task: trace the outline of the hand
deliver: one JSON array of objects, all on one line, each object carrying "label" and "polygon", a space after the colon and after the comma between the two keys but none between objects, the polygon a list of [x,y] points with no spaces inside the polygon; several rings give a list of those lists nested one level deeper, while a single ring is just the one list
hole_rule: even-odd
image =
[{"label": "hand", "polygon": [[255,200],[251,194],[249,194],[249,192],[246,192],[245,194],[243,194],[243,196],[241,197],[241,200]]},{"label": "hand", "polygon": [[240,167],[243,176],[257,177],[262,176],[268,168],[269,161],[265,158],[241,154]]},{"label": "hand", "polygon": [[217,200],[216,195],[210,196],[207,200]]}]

==========

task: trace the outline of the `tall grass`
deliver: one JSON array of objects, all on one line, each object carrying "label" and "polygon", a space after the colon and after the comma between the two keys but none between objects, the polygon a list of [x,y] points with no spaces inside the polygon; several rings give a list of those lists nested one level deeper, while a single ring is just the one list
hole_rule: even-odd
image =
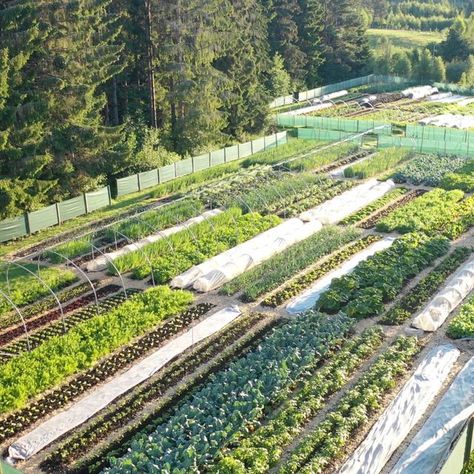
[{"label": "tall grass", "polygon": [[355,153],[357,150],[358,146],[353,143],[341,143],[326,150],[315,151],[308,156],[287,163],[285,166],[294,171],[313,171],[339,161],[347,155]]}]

==========

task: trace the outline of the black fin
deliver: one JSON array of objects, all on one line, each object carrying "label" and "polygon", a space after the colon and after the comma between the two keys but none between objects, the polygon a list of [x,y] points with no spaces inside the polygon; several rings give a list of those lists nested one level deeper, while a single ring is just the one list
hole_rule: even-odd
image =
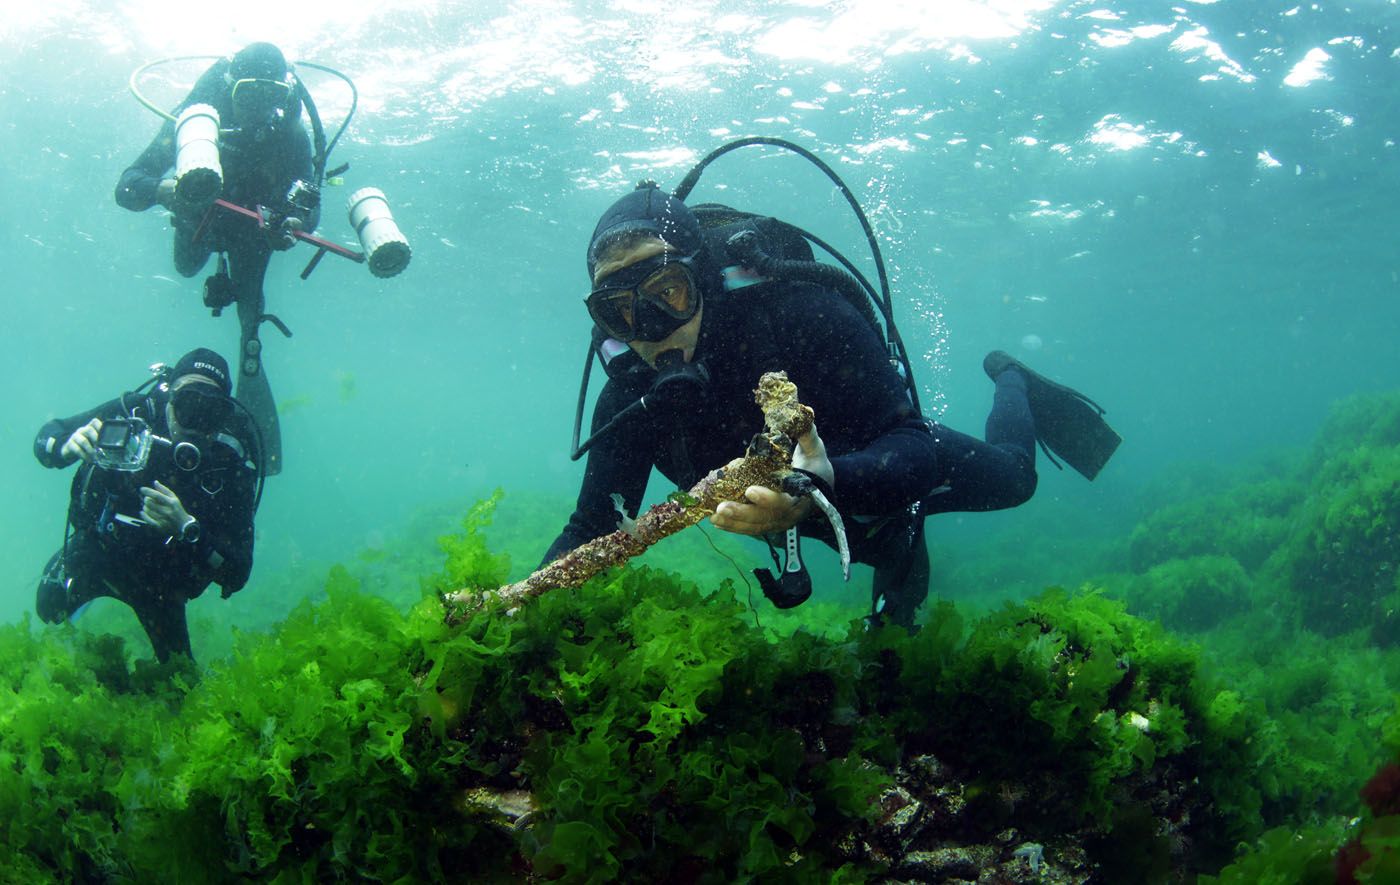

==========

Scan the records above for the string "task", then copy each line where it turns up.

▸ **Output below**:
task: trace the outline of the hand
task: trace the outline of the `tall grass`
task: trace the outline of the black fin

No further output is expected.